** Begin Material provided **

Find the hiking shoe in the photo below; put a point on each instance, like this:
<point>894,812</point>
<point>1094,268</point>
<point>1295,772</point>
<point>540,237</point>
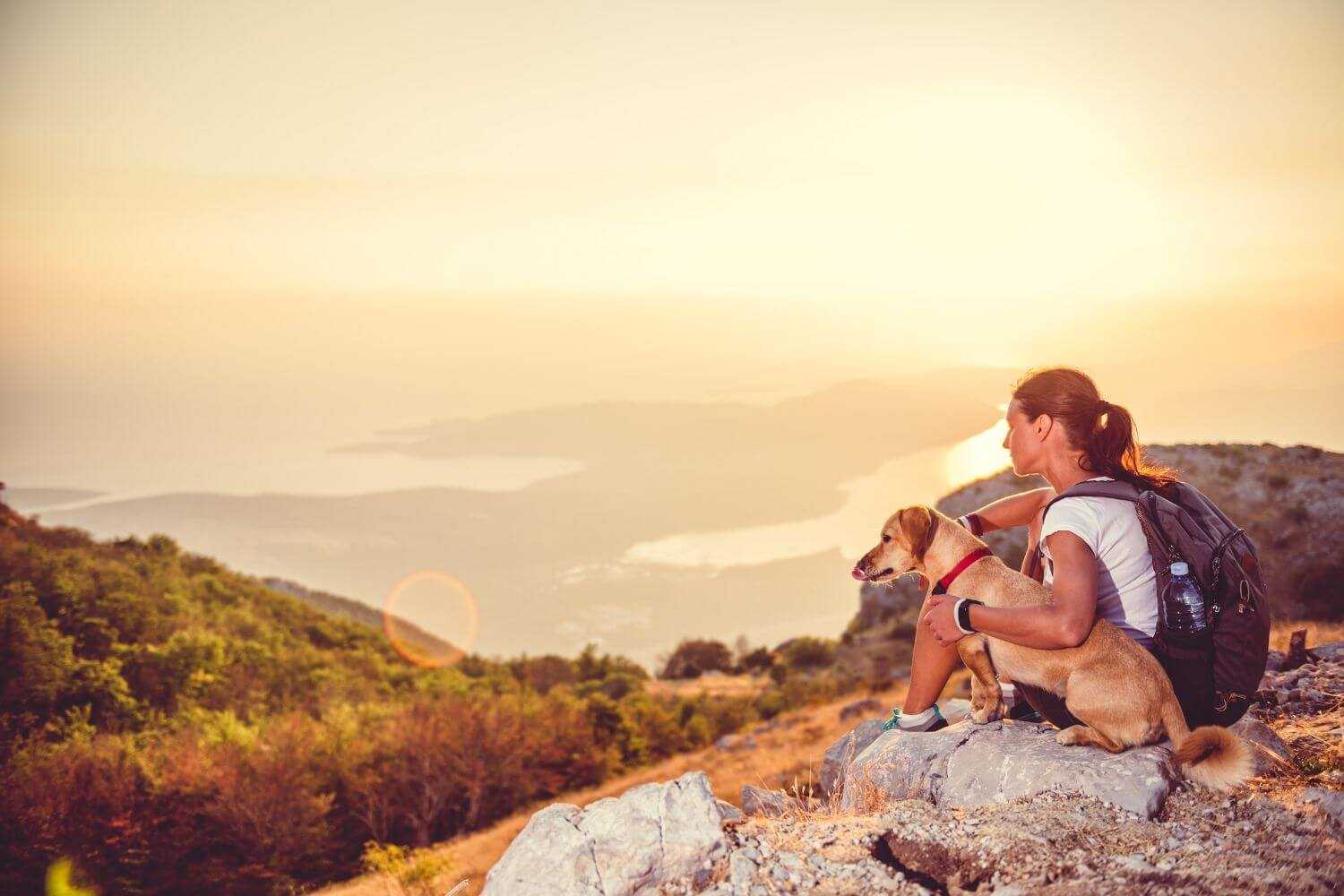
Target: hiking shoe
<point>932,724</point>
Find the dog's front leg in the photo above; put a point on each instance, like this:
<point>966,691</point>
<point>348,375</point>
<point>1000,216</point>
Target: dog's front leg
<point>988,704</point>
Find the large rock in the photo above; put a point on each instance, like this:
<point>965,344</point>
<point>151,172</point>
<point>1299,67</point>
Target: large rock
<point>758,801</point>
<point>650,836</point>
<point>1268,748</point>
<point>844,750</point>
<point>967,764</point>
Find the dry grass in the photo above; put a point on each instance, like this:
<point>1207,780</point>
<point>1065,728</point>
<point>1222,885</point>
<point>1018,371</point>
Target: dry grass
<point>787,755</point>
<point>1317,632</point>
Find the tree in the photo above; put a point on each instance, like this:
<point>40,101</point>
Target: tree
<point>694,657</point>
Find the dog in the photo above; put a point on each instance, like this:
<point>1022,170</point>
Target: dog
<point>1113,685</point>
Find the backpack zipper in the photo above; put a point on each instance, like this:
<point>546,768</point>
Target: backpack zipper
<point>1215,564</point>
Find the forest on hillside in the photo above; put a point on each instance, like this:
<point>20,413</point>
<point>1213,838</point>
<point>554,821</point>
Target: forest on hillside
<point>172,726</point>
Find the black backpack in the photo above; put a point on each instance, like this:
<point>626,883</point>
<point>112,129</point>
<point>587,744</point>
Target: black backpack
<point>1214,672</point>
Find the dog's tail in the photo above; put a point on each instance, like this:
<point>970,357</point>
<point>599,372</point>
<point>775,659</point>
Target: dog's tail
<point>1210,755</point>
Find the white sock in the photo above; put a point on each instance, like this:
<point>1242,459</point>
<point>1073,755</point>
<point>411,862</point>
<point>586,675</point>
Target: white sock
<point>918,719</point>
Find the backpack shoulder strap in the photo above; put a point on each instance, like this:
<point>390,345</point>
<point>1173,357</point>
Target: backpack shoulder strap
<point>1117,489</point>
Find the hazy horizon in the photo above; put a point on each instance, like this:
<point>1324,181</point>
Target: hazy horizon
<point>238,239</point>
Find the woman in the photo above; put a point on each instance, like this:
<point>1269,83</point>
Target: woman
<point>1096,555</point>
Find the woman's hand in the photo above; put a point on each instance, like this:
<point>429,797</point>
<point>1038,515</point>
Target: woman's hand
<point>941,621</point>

** End Material provided **
** Begin Material provided **

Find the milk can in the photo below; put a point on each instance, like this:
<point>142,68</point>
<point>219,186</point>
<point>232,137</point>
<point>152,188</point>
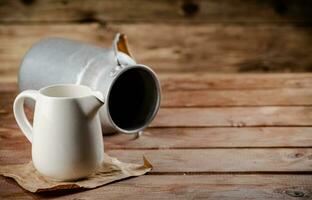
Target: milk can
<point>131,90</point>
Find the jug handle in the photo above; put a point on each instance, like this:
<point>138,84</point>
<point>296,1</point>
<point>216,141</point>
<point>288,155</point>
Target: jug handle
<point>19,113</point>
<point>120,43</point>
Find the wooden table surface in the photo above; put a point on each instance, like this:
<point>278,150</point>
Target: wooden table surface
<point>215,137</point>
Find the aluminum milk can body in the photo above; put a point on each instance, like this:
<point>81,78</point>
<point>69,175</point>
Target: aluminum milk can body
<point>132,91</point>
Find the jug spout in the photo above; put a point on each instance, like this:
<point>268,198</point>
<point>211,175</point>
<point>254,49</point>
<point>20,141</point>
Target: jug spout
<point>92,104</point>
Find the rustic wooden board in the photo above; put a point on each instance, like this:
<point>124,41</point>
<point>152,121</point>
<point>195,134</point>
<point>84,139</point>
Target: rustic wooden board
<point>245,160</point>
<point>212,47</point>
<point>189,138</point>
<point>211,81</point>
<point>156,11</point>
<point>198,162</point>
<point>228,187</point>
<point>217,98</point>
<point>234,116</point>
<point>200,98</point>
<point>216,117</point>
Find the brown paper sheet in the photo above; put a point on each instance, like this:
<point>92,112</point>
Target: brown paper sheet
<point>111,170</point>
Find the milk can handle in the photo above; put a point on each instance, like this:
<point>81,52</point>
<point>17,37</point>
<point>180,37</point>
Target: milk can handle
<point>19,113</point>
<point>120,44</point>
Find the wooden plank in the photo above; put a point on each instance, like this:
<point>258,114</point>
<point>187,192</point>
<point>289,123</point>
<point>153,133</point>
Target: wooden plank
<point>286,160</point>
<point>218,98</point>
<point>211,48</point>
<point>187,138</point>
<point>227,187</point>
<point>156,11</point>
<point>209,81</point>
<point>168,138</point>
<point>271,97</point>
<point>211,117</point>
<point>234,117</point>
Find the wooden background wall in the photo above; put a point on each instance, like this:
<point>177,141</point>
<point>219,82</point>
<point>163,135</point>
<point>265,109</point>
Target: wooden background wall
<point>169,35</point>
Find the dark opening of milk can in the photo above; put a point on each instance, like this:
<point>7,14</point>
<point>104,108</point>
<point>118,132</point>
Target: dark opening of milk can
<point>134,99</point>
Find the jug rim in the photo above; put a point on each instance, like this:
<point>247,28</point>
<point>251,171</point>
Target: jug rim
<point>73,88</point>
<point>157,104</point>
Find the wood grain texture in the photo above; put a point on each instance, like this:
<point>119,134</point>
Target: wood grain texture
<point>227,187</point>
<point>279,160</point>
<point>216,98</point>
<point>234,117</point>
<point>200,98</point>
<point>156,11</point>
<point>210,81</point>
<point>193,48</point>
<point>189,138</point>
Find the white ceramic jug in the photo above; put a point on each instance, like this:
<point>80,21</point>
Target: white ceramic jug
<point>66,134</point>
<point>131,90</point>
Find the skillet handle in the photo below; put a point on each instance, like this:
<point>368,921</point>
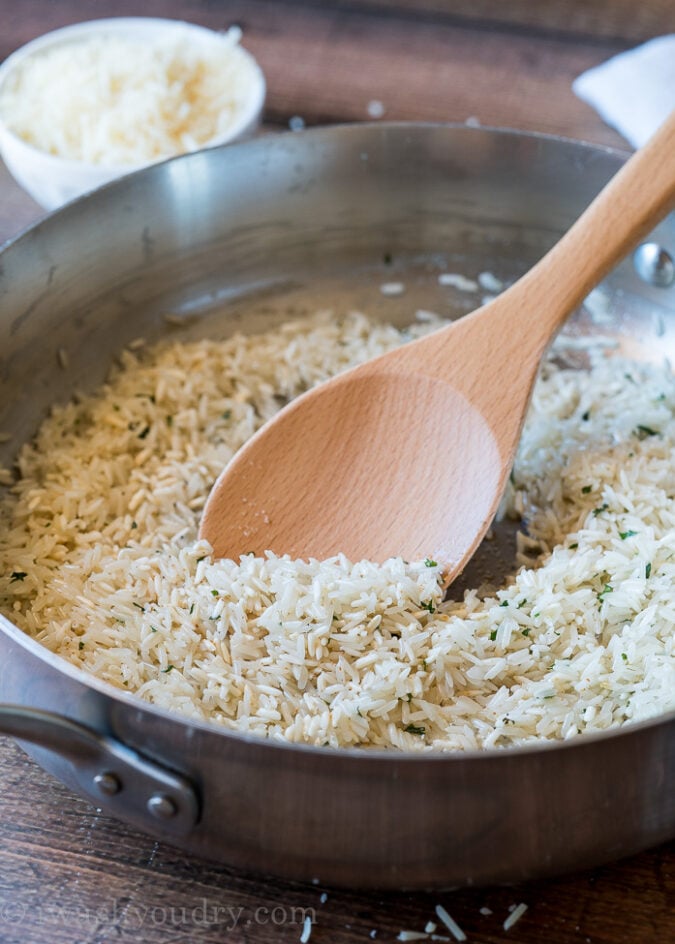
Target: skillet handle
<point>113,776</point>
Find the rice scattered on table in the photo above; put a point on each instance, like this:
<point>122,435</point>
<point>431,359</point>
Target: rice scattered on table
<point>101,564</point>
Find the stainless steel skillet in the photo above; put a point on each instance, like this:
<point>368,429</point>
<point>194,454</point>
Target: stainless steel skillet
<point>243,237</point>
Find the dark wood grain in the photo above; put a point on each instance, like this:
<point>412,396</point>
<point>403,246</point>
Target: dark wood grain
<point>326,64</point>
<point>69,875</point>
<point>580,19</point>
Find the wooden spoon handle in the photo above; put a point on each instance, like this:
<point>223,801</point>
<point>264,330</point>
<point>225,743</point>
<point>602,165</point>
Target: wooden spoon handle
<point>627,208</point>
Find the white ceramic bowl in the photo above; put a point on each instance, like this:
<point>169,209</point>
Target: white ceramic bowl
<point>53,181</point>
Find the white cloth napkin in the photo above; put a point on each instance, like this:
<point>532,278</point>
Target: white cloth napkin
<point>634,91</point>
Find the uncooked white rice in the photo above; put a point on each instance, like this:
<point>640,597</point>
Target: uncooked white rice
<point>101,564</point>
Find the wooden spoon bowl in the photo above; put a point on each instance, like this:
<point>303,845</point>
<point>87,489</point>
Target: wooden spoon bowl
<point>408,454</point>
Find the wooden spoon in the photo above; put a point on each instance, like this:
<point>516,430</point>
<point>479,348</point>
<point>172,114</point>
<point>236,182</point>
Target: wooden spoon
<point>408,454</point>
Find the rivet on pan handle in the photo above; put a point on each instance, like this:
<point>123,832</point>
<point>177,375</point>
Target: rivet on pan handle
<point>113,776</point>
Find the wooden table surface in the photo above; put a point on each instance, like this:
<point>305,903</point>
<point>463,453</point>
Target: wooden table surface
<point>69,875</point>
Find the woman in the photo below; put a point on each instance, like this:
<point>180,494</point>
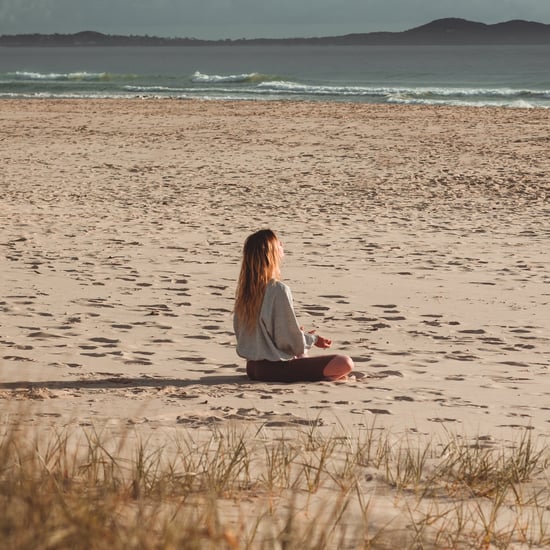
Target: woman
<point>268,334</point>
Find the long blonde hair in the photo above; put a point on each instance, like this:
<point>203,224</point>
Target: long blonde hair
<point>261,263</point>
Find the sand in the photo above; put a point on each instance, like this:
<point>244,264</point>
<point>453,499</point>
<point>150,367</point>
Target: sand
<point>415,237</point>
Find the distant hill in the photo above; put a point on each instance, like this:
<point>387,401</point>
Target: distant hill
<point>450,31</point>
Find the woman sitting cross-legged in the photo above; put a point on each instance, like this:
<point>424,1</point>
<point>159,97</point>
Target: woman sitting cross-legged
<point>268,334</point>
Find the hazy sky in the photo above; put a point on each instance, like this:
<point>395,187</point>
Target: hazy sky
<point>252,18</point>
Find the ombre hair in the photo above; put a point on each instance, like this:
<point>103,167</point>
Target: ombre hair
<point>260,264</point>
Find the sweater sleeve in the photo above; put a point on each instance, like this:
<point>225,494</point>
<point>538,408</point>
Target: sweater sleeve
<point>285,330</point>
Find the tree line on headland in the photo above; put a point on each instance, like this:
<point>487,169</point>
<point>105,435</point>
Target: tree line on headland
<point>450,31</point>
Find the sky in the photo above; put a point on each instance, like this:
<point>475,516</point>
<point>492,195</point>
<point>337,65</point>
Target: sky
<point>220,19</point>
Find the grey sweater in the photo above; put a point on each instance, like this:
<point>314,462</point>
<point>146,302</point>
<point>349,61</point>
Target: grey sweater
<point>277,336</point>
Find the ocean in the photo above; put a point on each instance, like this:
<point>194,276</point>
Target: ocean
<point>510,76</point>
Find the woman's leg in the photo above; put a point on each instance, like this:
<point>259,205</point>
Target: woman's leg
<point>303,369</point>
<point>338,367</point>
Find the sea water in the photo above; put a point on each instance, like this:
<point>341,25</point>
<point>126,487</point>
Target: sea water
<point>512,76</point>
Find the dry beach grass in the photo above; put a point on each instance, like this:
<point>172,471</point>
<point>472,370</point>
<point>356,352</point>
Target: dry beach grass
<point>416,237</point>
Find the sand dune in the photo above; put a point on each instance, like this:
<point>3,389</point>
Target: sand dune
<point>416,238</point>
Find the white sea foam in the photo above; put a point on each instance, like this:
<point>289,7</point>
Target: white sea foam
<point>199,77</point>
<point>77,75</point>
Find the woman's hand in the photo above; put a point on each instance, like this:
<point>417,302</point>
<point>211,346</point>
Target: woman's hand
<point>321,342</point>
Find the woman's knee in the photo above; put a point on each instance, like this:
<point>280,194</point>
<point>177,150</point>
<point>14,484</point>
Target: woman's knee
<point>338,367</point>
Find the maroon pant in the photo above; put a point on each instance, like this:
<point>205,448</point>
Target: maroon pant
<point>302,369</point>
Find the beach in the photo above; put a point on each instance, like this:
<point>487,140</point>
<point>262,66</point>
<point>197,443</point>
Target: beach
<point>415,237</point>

** End Material provided **

**To be done**
Print verbatim the lines starting at the one containing "Find the dark wood" and ending at the one containing "<point>580,19</point>", with both of those lines included.

**Written response**
Find the dark wood grain in the photo above; put a point on each instance, like this:
<point>412,396</point>
<point>403,246</point>
Target: dark wood grain
<point>326,64</point>
<point>69,875</point>
<point>580,19</point>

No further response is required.